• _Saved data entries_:
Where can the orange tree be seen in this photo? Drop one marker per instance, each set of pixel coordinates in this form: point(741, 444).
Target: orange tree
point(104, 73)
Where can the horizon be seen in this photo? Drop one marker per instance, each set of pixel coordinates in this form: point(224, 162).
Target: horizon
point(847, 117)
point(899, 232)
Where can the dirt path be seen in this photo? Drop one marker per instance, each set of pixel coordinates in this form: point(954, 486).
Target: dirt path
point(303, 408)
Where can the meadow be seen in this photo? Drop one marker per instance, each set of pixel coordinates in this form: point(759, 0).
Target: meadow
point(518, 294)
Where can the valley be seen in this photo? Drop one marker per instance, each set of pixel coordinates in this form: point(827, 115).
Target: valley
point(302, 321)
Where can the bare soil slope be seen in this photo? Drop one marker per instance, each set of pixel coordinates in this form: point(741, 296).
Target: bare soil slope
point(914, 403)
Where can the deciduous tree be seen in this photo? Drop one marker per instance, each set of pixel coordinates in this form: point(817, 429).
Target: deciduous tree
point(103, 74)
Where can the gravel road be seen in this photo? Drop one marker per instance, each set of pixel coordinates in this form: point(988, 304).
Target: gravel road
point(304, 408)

• _Work task_:
An exact copy of the lines from the one with "Where can the bare" through the final line of the entries is the whole answer.

• _Written answer_:
Where can the bare soil slope be seen in this photo? Drop one marker per instance, each set of pixel coordinates in this form: point(741, 296).
Target: bare soil slope
point(914, 403)
Where can the deciduous tree be seen in this photo? Drop one marker per instance, each set of pixel coordinates in this form: point(817, 429).
Target: deciduous tree
point(103, 74)
Where can the gravel road be seen in this photo? Drop one marker per instance, each set of pixel coordinates in this form: point(988, 304).
Target: gravel road
point(304, 408)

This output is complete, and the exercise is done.